# INPUT MATERIAL
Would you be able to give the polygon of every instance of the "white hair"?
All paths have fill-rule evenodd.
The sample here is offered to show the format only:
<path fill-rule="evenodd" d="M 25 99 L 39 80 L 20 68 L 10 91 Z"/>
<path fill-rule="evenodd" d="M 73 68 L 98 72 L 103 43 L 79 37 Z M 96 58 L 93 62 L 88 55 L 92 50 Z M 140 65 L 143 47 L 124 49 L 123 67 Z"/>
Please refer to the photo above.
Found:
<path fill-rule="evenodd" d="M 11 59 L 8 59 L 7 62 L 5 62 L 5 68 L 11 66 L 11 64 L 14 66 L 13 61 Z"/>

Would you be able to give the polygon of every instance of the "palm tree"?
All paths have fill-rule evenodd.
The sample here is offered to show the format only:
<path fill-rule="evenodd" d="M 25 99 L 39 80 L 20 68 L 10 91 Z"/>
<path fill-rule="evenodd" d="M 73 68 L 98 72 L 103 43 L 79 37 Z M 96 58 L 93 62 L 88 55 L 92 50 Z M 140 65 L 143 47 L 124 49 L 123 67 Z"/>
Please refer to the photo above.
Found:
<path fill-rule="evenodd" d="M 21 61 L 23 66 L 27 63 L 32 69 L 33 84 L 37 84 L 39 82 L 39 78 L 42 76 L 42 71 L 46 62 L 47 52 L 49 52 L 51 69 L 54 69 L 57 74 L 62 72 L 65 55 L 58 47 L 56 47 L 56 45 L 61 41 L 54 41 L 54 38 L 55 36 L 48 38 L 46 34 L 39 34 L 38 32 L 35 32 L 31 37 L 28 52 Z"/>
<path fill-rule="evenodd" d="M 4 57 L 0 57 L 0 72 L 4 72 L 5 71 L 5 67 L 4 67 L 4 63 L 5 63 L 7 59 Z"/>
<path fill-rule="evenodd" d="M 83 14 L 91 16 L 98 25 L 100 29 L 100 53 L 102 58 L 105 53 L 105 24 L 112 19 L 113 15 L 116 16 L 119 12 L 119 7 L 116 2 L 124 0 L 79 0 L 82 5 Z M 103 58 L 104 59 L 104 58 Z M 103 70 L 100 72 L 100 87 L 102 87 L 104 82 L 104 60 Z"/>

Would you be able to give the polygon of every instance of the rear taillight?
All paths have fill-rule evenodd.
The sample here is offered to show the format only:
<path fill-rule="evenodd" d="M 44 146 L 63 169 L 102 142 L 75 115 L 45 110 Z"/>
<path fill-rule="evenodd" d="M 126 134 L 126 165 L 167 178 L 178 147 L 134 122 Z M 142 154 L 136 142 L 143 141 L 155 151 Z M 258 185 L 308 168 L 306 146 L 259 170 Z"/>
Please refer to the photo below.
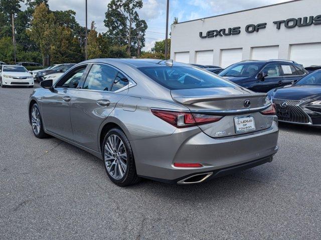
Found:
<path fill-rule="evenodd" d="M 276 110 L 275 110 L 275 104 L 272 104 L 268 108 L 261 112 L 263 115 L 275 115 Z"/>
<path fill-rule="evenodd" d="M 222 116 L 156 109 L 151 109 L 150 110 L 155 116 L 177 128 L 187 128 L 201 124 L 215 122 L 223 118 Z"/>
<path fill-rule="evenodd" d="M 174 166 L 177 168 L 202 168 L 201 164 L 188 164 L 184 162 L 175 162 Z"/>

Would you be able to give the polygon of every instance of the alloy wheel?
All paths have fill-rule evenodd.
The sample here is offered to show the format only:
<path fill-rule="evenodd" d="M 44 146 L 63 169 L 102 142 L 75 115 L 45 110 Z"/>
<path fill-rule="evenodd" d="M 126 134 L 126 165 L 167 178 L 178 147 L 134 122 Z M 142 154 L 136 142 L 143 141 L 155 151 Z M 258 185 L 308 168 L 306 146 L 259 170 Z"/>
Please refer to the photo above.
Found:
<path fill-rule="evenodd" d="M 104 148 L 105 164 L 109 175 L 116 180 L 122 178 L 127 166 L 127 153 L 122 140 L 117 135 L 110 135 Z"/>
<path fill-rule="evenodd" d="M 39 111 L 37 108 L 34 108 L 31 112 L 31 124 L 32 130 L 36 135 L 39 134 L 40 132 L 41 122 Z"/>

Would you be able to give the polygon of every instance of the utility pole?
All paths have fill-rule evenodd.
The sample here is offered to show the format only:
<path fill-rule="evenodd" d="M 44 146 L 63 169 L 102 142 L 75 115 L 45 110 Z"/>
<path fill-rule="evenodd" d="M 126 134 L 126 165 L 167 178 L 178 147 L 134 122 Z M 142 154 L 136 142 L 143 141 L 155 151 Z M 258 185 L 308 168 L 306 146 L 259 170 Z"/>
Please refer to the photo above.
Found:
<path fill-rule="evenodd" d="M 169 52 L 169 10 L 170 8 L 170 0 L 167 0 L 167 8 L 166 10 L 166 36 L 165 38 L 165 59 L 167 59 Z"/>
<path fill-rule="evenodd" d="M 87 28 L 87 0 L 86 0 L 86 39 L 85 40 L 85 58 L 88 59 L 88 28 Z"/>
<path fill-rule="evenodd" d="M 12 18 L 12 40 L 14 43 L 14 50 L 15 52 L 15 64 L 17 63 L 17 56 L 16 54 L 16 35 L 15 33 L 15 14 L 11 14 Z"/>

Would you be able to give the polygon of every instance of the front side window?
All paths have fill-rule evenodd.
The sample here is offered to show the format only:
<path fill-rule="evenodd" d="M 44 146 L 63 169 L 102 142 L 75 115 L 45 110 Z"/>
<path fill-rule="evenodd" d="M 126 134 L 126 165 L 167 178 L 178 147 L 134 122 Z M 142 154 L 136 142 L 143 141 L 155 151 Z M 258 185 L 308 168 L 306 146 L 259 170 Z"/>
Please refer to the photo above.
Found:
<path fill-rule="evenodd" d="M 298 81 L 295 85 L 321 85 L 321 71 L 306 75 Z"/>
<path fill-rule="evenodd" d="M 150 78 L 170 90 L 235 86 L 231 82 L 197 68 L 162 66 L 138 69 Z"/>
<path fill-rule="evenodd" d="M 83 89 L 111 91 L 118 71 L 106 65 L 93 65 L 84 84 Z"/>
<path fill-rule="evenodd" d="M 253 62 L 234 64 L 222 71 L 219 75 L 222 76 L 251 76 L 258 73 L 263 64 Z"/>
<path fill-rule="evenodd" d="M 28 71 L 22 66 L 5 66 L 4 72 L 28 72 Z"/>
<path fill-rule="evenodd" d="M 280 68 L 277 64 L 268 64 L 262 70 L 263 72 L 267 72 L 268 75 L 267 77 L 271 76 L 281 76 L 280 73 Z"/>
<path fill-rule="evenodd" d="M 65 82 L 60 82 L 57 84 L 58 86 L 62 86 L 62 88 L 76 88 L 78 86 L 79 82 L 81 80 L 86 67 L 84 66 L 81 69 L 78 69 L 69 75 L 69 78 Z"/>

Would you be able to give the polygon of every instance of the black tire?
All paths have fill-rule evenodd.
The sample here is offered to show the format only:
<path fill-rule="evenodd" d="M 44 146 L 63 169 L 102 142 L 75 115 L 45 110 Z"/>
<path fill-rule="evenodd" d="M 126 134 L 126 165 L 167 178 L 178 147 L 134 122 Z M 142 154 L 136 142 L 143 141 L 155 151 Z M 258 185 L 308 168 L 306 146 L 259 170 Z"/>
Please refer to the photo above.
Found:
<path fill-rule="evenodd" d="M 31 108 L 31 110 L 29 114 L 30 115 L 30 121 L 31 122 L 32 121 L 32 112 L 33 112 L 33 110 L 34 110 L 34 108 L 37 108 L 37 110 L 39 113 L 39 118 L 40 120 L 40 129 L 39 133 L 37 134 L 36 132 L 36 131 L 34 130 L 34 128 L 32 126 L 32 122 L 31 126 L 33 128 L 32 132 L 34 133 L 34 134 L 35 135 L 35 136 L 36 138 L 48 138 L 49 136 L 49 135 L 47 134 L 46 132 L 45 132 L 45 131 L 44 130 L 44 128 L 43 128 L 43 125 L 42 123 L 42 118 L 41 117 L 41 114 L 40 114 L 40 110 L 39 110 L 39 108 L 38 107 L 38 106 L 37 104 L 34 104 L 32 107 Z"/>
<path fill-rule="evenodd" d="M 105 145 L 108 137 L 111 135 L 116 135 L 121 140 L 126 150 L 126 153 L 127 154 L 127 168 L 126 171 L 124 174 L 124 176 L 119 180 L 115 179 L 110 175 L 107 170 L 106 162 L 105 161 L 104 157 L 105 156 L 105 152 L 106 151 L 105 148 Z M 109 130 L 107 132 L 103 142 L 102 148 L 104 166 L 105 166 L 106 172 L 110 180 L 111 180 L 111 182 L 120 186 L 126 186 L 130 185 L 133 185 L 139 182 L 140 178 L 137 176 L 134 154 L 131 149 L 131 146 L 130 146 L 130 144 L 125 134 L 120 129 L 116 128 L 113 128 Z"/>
--
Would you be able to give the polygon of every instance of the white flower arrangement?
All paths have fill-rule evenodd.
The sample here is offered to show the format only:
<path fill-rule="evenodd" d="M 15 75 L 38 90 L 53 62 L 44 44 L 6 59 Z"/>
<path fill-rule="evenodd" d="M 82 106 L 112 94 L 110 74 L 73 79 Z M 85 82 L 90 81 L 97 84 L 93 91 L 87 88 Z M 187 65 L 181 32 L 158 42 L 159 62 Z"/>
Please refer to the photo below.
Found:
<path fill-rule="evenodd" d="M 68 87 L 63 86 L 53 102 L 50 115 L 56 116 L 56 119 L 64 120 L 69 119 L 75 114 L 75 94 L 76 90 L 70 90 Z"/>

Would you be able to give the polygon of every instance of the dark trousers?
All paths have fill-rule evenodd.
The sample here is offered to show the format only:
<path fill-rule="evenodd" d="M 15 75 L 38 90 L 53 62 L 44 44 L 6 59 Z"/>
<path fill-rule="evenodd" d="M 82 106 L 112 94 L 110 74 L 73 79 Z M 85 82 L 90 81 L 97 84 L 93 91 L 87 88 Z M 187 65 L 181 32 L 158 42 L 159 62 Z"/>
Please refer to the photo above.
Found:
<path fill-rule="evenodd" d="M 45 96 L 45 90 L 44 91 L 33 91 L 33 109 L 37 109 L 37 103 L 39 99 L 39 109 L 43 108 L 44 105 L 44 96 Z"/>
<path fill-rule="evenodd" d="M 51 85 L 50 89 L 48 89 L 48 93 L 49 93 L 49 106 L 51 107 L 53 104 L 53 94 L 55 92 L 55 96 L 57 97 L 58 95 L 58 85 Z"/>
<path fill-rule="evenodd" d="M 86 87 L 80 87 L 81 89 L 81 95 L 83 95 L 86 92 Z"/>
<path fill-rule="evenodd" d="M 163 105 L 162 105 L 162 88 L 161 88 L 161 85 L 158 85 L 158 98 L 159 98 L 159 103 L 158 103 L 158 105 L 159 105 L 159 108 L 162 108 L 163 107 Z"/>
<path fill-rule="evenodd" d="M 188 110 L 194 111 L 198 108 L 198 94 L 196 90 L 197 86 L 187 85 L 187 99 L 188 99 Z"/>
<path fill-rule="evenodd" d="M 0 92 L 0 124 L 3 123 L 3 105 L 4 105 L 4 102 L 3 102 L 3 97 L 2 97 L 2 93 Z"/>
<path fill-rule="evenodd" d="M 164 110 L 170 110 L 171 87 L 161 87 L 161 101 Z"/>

# YOUR TASK
From the records above, pull out the lines beginning with the one that contains "the rear taillight?" and continuing through the one that contains "276 110 L 275", unchanged, leaving out the picture.

# TASK RESPONSE
Would you be able to give the polygon of every instance of the rear taillight?
All paths have fill-rule evenodd.
The sample here is offered to show the format only:
<path fill-rule="evenodd" d="M 44 146 L 63 169 L 102 142 L 75 115 L 45 110 Z"/>
<path fill-rule="evenodd" d="M 126 134 L 126 165 L 167 178 L 178 147 L 134 122 Z M 142 154 L 136 142 L 143 141 L 155 151 Z M 258 185 L 308 168 L 306 146 L 259 170 Z"/>
Please refer to the photo below.
Found:
<path fill-rule="evenodd" d="M 276 110 L 275 110 L 275 104 L 272 104 L 268 108 L 261 112 L 263 115 L 275 115 Z"/>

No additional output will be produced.